>> BEGIN SUPPLIED PASSAGE

The Prime Minister’s utopianism

I thank Prime Minister Mr Samuel Hinds for taking the time to clarify some of the comments I made in this column last week, in his letter “Shared governance not shared government” (SN 19/04/2013).  I have little doubt that it was his honest assessment of our condition.

However, it is rooted in a major misconception but one he could easily rectify if he begins to see the existing ethnic mistrust as essentially the outcrop of the manner in which divided societies are managed and their socio/economic results are perceived to be distributed, rather than as resulting from the mere existence of various ethnicities.

20130424jeffreyIf he adopts the former view he will see that the answer lies in our persistently trying to find methods of management that will progressively ease the above perception. He will also come to know that a solution will not be found in his, more-or-less, laissez faire keeping of “the faith in the aspiration of our national motto, as we find and promote ways to increase socialization across our differences, so that we get to know each other more, have more shared experiences, and one day, unannounced and unheralded, we would find ourselves all Guyanese.”

However, I believe that before we can arrive at a clearer view of where we need to go, we need to stop viewing ourselves as victims of our context. The PM points to past and recent incidents of bad faith on the part of the PNC and proceeds as if oblivious to similar bad faith on the part of the PPP/C.

I know of no other “democratic” government that has failed to fulfil so many agreements made across the board – with civil society, the trade unions and the opposition – without there being recourse to major social unrest!

>> END SUPPLIED PASSAGE
>> BEGIN RAW DATA

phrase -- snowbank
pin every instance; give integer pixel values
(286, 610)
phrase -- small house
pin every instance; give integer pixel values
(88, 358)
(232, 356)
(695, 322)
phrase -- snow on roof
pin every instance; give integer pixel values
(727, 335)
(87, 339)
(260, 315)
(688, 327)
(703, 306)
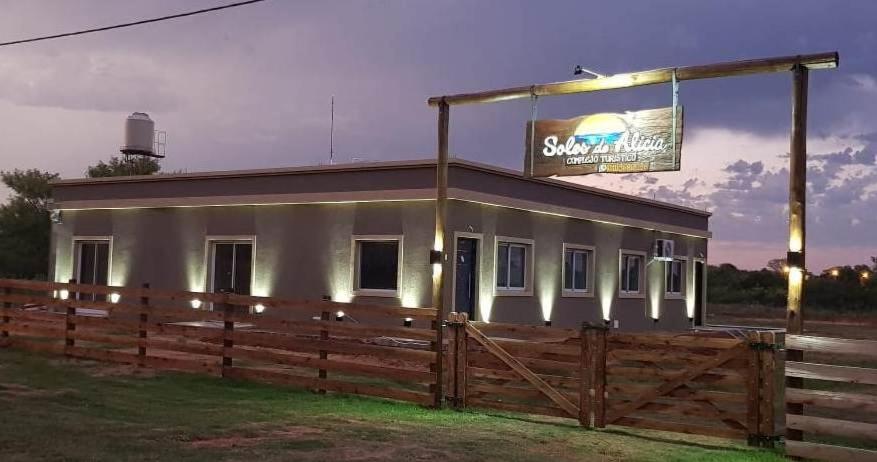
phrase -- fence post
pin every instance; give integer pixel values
(766, 410)
(753, 389)
(4, 334)
(587, 371)
(453, 372)
(227, 337)
(324, 337)
(144, 320)
(600, 395)
(69, 341)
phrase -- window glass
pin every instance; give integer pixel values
(631, 267)
(517, 266)
(378, 264)
(576, 263)
(674, 273)
(511, 265)
(502, 265)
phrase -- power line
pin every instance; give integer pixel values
(130, 24)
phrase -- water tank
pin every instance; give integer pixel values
(139, 135)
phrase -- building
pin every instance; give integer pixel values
(527, 250)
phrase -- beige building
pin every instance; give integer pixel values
(520, 250)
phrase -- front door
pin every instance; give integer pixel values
(232, 267)
(699, 295)
(466, 284)
(92, 266)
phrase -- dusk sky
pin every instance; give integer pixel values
(250, 88)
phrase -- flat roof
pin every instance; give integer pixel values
(373, 181)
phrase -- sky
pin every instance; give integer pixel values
(250, 88)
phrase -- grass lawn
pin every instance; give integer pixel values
(58, 409)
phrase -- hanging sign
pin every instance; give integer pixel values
(632, 142)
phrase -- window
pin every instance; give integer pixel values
(377, 266)
(232, 266)
(92, 257)
(513, 266)
(577, 269)
(674, 275)
(632, 269)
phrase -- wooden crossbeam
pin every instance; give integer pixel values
(522, 370)
(673, 383)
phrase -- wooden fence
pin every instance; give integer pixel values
(301, 343)
(697, 383)
(832, 410)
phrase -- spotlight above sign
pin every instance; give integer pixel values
(632, 142)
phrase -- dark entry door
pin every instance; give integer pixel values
(466, 283)
(94, 265)
(232, 267)
(699, 295)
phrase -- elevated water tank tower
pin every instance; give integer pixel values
(140, 136)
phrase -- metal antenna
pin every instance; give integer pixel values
(332, 132)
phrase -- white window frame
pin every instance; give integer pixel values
(683, 282)
(210, 256)
(589, 280)
(354, 264)
(77, 255)
(529, 246)
(642, 276)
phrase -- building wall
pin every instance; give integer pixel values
(305, 252)
(549, 233)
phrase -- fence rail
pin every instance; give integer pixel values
(379, 356)
(836, 403)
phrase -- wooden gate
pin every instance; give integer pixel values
(697, 382)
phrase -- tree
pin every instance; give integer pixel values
(24, 224)
(132, 165)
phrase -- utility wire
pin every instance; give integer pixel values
(130, 24)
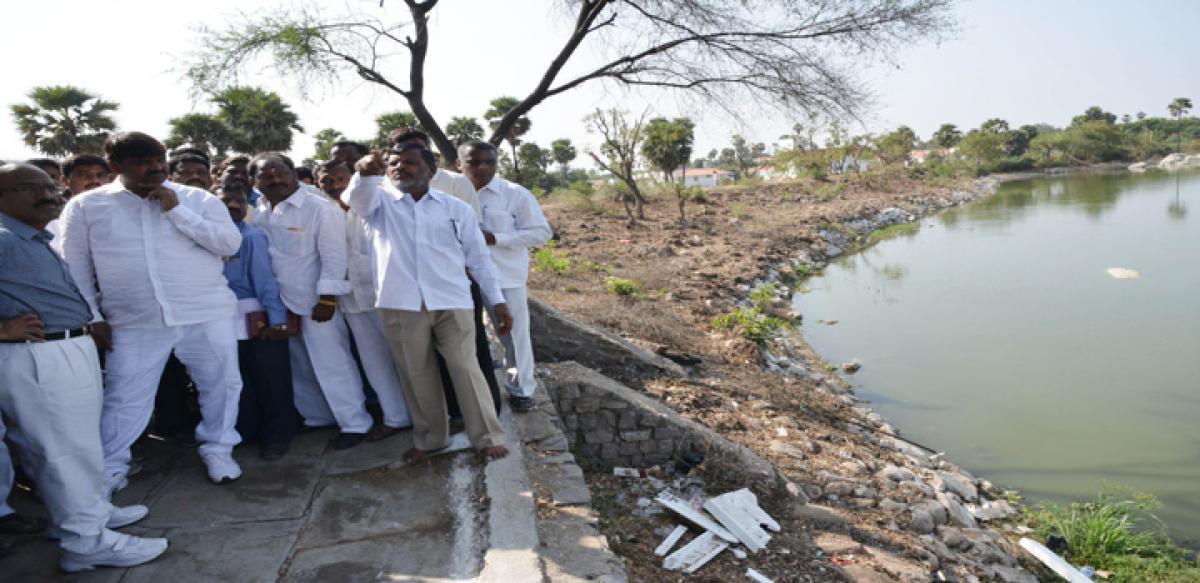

>> END RAW DATA

• [OBJECTIVE A]:
Locate each line in the records that contains the word "water", and copy those lines.
• [OBJECTIVE B]:
Resume the column on the Prime Minister's utopianism, starting after its final sentence.
The column above has no connection to the records.

• [WRITTEN ANSWER A]:
phrase -- water tank
phrase -- elevated water tank tower

• [WRITTEN ANSWER B]:
Last week I claimed that the prime minister did not support “executive shared governance” and he clarified as follows: “What I said was that we support shared governance but not shared government; that shared governance was not beyond us who offered critical support at a time when our state was in a difficult position, even whilst we (PPP) were being cheated (rigged elections) and abused.” As is obvious from the quotation, the prime minister did not provide definitions of what he meant by “shared governance” or “shared government”; he simply gave an example of “shared governance” which, followed to its logical conclusion, is unhelpful.

The best case is that he is simply speaking of normal opposition/government cooperation, which makes his new conceptualisation redundant or, more controversially, he is seeking to indicate that, notwithstanding the nastiness of Burnham’s PNC, his party was willing to cooperate with it.  If the latter, he is indeed breaking new conceptual ground, for from this standpoint, many would argue that shared governance already exists!

The PPP went into the 1998 arbitration with the Public Service Union promising to abide by the decision of the tribunal. However, nearly a dozen years later (and there has been no change since then) Stabroek News headlined an article “Many 1999 strike issues still unresolved;” (SN: 11/02/2010) and the president of the union lamented that “while the salaries were paid other fundamentals in the agreement were not heeded to”, and the government continues to persistently intimidate the union and its members.

As we speak, the government is in court over the distribution of radio licences mainly to its friends and as Stabroek News has observed: “As things stand, this government and the past one have breached any number of undertakings to its political partners and stakeholders in the broadcast sector. The original agreement between former President Jagdeo and the late former President Hoyte lies in tatters.” (‘The trouble with the licence for CCTV’; SN 18/02/2013).

The prime minister claims that the PPP suffered rigged elections but fails to account for the 176 persons who lost their lives trying to keep what they perceived to be a PPP bent upon imposing communism in Guyana from doing so. I have argued elsewhere that majority rule is not an end in itself: it is a means to the good life.

And what constitutes the good life cannot be determined by majority rule but by a constitution that has the support of all or at least substantially all of us.

Further, the PPP has travelled the globe supporting all manner of dictatorial communist regimes under the guise of representing an advancement of bourgeois, liberal, democracy!

All of this suggests that the PPP did not (perhaps still does not) understand the nature of democratic governance and its place in the general scheme of things.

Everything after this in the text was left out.